Your assignment:
What is needed is a verbatim copy of all the records.

------

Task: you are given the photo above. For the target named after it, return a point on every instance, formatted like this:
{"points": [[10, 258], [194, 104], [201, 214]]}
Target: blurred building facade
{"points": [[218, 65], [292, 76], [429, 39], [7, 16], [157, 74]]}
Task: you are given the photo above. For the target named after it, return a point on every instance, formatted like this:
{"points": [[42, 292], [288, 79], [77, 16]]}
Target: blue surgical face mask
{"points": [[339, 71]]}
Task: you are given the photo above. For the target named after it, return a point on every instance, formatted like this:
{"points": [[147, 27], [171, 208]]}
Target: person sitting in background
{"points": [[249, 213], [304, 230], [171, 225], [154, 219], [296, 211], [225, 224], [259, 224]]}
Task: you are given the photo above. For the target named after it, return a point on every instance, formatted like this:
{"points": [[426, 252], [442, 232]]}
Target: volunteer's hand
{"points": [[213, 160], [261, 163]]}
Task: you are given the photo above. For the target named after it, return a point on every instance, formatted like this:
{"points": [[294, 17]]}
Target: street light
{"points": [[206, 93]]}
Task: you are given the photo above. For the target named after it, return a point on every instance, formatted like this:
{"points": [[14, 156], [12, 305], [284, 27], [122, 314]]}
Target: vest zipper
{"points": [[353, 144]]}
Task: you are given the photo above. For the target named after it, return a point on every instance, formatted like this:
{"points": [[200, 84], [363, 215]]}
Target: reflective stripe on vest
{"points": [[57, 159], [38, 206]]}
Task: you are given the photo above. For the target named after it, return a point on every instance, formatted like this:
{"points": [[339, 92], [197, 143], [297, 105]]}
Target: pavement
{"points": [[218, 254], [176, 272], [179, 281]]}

------

Reply to the exercise:
Task: you are given the photo above. For the target named after it, return a point on every instance, formatted like this:
{"points": [[10, 258], [194, 104], [201, 214]]}
Target: blurred building facade
{"points": [[218, 65], [292, 76], [429, 39], [7, 16], [157, 74]]}
Task: you are given the photo above. For the target named after it, return a point on every instance, formatted like this:
{"points": [[42, 292], [288, 79], [77, 16]]}
Target: blue surgical face mask
{"points": [[339, 71]]}
Task: you are given the photo above. For the target named after it, return a point on every instance, formatted like this:
{"points": [[147, 27], [171, 208]]}
Target: person sitting in background
{"points": [[249, 213], [304, 230], [171, 225], [154, 219], [296, 211], [225, 224], [259, 224]]}
Task: you are given the photo above. For the target named after it, return a point on every instance, formatted like this:
{"points": [[426, 252], [442, 232]]}
Target: volunteer's hand
{"points": [[213, 160], [261, 163]]}
Task: you are given the photo above. For the target named after it, return a point on every instance, formatted like this:
{"points": [[294, 17]]}
Target: street light
{"points": [[206, 93]]}
Task: you are given the photo above. For the target named after it, return a point on every instance, formatted like this:
{"points": [[14, 156], [12, 305], [284, 27], [122, 314]]}
Target: vest zipper
{"points": [[353, 144]]}
Task: you are given the photo above. For the target named after it, return a point on every instance, formatted like this:
{"points": [[200, 84], [363, 215]]}
Target: reflective stripe on vest
{"points": [[57, 159], [38, 206]]}
Task: you are given the photo above. For the target named after it, return a point on every instance, formatted like this:
{"points": [[339, 92], [197, 143], [297, 105]]}
Target: pavement
{"points": [[218, 254], [176, 272], [179, 281]]}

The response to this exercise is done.